Coordinate labeling data
──────────
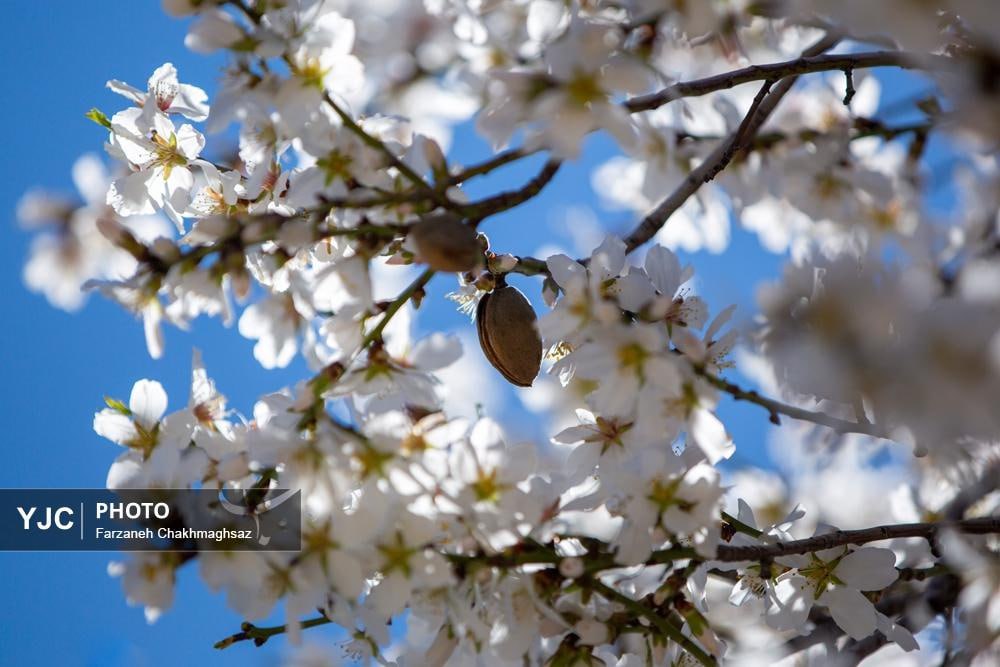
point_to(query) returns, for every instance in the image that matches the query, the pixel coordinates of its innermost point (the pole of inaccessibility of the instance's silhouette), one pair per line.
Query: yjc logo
(53, 516)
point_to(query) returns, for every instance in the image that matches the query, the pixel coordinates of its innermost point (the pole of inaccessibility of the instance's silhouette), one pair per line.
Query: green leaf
(117, 406)
(98, 117)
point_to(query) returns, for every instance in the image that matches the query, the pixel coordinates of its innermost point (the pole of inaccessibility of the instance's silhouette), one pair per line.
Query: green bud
(98, 117)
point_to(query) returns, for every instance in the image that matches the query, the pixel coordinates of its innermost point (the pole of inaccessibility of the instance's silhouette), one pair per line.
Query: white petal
(148, 402)
(710, 436)
(868, 569)
(793, 600)
(608, 259)
(663, 269)
(565, 271)
(850, 610)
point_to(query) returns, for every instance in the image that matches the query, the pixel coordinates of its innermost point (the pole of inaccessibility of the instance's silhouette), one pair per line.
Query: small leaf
(98, 117)
(117, 406)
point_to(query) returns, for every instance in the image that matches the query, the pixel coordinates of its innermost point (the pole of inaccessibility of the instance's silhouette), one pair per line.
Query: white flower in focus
(833, 578)
(161, 157)
(167, 94)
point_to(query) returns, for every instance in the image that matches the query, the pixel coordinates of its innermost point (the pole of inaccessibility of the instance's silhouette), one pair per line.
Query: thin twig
(806, 64)
(776, 408)
(659, 622)
(979, 526)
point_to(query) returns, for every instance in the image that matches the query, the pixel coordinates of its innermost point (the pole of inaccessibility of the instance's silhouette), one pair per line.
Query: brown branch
(722, 155)
(776, 408)
(507, 200)
(806, 64)
(979, 526)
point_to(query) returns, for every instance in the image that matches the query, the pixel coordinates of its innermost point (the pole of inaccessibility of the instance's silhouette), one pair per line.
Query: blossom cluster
(628, 538)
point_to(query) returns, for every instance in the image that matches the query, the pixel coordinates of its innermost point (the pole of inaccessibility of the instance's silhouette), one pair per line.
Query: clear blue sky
(56, 366)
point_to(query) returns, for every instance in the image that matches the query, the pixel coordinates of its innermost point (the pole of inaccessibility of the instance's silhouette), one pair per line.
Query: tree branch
(806, 64)
(776, 408)
(659, 622)
(724, 153)
(979, 526)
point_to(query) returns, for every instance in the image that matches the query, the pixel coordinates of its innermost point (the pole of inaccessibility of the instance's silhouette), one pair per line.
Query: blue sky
(57, 366)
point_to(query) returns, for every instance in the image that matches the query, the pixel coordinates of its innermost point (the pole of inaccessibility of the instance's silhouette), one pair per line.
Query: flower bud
(445, 243)
(571, 567)
(508, 334)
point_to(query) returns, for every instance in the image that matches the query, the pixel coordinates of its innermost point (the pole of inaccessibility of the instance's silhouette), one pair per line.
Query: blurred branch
(761, 108)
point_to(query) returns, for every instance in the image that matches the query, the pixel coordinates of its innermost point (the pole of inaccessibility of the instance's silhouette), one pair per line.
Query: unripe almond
(445, 243)
(508, 334)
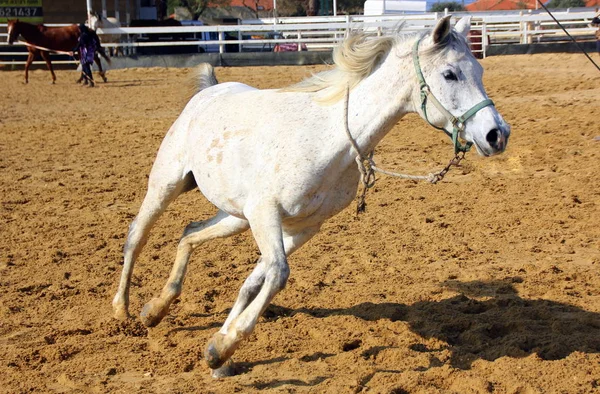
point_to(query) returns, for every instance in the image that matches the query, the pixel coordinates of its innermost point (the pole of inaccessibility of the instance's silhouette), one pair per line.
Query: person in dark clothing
(596, 23)
(86, 48)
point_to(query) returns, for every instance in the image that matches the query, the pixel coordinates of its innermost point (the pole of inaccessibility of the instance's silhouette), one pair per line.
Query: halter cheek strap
(458, 123)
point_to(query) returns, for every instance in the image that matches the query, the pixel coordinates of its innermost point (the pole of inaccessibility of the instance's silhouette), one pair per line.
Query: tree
(565, 3)
(450, 5)
(197, 7)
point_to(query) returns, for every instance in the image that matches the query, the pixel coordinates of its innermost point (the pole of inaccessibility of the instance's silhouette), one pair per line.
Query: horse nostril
(492, 137)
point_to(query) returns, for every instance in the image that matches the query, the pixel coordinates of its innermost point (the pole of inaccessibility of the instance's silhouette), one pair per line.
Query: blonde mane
(355, 59)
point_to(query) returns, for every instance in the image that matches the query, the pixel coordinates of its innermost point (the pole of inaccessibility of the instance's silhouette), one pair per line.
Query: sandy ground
(486, 282)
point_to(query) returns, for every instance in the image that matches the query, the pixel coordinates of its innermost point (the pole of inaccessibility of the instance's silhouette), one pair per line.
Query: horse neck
(382, 98)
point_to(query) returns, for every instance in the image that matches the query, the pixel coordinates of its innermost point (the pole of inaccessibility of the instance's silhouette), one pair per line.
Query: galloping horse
(43, 39)
(285, 172)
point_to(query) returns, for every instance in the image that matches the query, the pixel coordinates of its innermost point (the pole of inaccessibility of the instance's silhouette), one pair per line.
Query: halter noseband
(458, 123)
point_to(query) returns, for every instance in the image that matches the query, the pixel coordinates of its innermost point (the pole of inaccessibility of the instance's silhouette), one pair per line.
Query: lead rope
(368, 168)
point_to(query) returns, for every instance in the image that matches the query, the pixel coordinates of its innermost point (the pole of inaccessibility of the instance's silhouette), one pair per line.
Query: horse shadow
(502, 324)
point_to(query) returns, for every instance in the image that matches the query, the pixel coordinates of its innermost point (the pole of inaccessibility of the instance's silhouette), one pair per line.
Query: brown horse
(43, 39)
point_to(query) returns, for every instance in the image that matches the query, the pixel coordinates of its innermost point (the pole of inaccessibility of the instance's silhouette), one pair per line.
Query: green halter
(458, 123)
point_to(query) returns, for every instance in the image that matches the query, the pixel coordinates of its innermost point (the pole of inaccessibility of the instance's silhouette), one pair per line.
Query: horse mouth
(483, 152)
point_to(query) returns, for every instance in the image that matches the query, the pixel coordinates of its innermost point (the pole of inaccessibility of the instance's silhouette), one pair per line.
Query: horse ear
(463, 26)
(441, 30)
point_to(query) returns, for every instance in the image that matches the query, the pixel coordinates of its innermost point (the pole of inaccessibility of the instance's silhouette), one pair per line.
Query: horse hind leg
(30, 58)
(100, 70)
(268, 278)
(160, 194)
(196, 233)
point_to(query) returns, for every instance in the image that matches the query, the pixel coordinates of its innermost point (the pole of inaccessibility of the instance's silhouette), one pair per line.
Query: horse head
(450, 93)
(13, 31)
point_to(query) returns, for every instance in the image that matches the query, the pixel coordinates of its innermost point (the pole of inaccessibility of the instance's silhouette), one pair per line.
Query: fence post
(484, 40)
(240, 36)
(347, 34)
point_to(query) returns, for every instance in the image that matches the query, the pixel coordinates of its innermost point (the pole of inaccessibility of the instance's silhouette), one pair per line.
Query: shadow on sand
(502, 325)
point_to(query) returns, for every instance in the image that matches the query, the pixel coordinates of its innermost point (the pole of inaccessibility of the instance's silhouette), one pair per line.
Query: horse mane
(355, 59)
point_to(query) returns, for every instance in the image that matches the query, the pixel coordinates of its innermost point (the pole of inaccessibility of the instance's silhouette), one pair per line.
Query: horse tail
(203, 76)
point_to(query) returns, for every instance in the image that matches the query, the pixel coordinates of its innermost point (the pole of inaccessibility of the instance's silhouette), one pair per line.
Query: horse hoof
(121, 314)
(152, 313)
(215, 354)
(227, 370)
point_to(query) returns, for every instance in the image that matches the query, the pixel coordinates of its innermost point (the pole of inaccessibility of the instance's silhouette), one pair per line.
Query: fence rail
(324, 33)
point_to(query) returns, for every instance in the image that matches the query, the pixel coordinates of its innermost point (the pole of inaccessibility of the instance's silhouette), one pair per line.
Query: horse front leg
(46, 57)
(220, 226)
(99, 64)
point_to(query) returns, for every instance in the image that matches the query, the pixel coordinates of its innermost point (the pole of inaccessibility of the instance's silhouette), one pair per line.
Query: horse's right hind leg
(158, 197)
(28, 64)
(220, 226)
(46, 57)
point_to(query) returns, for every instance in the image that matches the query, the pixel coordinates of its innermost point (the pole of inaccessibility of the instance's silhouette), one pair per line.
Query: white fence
(323, 33)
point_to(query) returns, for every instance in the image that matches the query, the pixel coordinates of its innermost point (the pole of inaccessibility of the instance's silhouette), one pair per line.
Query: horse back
(63, 38)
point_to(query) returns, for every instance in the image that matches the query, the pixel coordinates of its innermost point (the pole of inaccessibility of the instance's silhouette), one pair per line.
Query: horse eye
(450, 76)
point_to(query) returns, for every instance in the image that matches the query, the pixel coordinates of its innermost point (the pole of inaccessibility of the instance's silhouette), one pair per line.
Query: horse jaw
(463, 26)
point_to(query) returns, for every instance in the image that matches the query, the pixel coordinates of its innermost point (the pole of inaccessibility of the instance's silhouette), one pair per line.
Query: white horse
(282, 174)
(97, 21)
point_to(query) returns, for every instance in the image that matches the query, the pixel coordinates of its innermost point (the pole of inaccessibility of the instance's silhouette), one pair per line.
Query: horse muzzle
(495, 141)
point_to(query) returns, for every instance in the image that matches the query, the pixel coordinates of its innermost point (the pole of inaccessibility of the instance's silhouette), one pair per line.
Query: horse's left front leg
(46, 57)
(99, 64)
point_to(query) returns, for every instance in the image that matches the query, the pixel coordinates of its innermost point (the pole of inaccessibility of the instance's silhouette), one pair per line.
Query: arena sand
(486, 282)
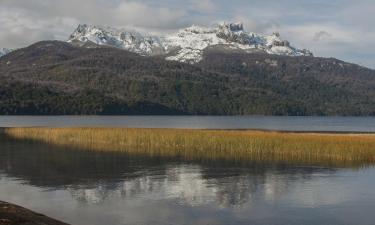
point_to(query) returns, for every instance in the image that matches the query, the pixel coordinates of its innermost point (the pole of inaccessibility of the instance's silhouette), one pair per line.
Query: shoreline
(323, 149)
(11, 214)
(204, 129)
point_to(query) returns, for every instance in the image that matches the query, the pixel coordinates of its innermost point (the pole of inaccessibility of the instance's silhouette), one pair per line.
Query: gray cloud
(321, 36)
(339, 28)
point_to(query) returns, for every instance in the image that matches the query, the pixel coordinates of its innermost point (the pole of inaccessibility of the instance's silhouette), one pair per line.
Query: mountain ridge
(57, 78)
(187, 44)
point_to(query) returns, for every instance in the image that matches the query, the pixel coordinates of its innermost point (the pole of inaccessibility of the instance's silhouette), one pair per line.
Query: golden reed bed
(277, 147)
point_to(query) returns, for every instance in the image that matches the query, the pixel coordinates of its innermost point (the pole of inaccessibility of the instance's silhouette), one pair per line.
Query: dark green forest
(56, 78)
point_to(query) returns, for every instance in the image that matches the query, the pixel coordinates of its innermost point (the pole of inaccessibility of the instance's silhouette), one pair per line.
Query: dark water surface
(344, 124)
(83, 188)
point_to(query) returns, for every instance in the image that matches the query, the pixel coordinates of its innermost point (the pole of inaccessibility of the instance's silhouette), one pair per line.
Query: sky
(344, 29)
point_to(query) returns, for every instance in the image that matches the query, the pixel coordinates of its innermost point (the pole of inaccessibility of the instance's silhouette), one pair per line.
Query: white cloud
(204, 6)
(338, 28)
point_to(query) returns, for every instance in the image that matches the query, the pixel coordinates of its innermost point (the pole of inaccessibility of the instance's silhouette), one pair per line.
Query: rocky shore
(16, 215)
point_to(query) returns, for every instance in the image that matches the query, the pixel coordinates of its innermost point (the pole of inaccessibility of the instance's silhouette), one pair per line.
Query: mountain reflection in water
(115, 188)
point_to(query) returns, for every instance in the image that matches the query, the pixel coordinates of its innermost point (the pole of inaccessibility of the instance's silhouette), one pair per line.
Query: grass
(341, 150)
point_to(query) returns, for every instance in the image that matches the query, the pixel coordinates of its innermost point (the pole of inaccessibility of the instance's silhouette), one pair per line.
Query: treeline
(57, 78)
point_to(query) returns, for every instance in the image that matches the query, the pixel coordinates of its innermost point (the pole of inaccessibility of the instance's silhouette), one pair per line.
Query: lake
(336, 124)
(97, 188)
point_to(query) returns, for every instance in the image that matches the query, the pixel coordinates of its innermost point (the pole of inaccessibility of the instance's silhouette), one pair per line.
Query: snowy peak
(188, 44)
(129, 40)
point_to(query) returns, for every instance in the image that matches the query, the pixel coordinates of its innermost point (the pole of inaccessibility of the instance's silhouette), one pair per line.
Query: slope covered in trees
(58, 78)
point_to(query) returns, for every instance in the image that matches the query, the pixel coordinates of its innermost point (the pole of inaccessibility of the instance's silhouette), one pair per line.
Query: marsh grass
(343, 150)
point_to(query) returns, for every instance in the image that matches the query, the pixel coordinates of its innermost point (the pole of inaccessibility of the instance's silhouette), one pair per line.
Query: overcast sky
(344, 29)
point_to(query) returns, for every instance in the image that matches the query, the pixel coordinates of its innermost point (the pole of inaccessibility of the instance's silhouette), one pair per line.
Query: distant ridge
(188, 44)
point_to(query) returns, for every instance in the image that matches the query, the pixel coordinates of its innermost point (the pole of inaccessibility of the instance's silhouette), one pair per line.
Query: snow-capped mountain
(186, 45)
(4, 51)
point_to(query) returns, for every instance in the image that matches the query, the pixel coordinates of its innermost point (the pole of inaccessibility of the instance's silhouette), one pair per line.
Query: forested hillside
(58, 78)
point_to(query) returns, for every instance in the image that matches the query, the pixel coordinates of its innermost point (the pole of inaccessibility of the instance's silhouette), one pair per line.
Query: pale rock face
(187, 45)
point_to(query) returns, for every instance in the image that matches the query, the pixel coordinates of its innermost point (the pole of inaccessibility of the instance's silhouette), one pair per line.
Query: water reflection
(111, 188)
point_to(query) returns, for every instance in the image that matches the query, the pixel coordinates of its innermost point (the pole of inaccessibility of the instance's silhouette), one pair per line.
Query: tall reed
(301, 148)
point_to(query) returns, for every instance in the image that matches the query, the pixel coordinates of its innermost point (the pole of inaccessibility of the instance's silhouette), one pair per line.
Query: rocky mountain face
(185, 45)
(4, 51)
(59, 78)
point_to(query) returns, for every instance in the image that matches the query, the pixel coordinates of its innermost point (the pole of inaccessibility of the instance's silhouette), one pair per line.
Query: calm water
(359, 124)
(100, 188)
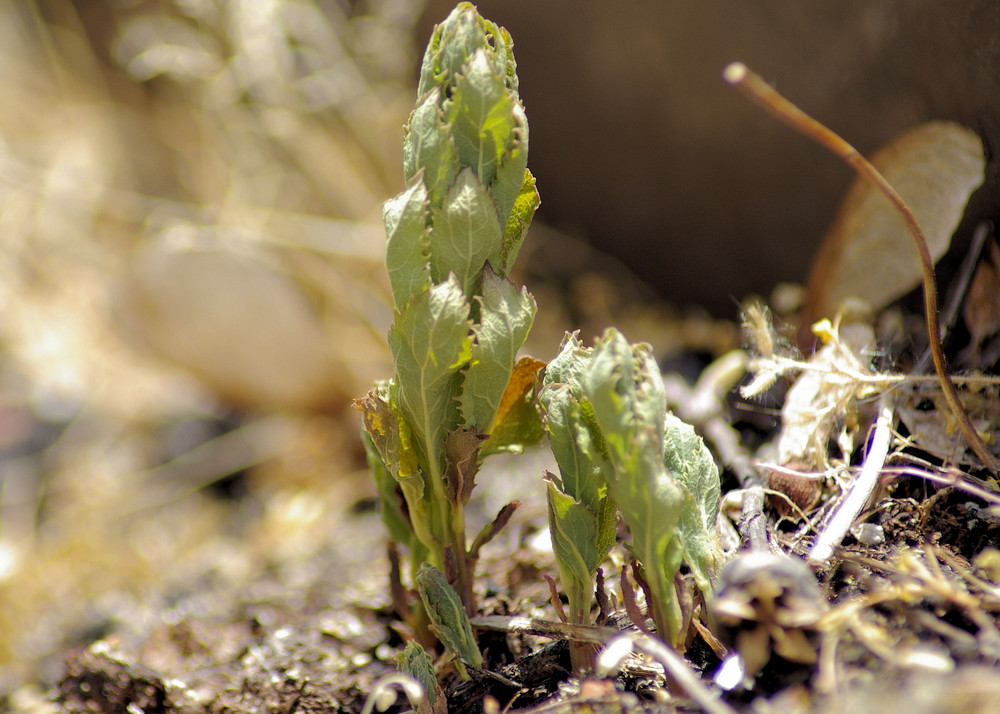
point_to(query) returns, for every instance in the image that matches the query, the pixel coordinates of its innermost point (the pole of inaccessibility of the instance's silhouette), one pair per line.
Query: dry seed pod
(868, 253)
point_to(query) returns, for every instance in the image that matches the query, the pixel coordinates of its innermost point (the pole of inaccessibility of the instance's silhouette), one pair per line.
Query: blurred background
(191, 286)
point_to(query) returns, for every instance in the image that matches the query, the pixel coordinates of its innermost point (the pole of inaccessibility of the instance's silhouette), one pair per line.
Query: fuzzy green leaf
(480, 112)
(574, 529)
(391, 508)
(624, 387)
(510, 175)
(690, 461)
(517, 423)
(445, 610)
(463, 33)
(407, 244)
(415, 662)
(572, 444)
(523, 210)
(505, 318)
(430, 343)
(466, 233)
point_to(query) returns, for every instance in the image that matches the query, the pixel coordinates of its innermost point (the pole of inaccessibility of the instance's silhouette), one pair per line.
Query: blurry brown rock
(640, 148)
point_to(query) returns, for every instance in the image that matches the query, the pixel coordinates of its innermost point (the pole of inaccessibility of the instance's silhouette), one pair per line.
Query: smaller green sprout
(657, 471)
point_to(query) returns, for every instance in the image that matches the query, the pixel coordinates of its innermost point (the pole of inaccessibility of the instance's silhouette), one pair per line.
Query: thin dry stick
(860, 492)
(753, 86)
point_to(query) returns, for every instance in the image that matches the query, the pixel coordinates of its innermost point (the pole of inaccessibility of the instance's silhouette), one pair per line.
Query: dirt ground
(192, 292)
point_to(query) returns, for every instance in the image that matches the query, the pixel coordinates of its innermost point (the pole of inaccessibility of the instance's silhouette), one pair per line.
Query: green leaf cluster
(451, 624)
(451, 239)
(582, 514)
(608, 423)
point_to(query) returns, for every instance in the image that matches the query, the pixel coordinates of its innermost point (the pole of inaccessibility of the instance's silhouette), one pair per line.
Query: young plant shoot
(452, 236)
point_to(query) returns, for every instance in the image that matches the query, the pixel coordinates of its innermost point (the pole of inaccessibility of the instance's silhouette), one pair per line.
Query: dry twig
(753, 86)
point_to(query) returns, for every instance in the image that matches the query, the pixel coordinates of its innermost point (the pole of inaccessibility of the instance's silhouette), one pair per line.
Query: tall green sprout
(451, 239)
──────────
(What to produce): Find each line in the data that contains the word "mountain" and copy it out in full.

(Complete answer):
Query: mountain ridge
Query: mountain reflection in water
Query: snow-capped mountain
Query: rocky mountain face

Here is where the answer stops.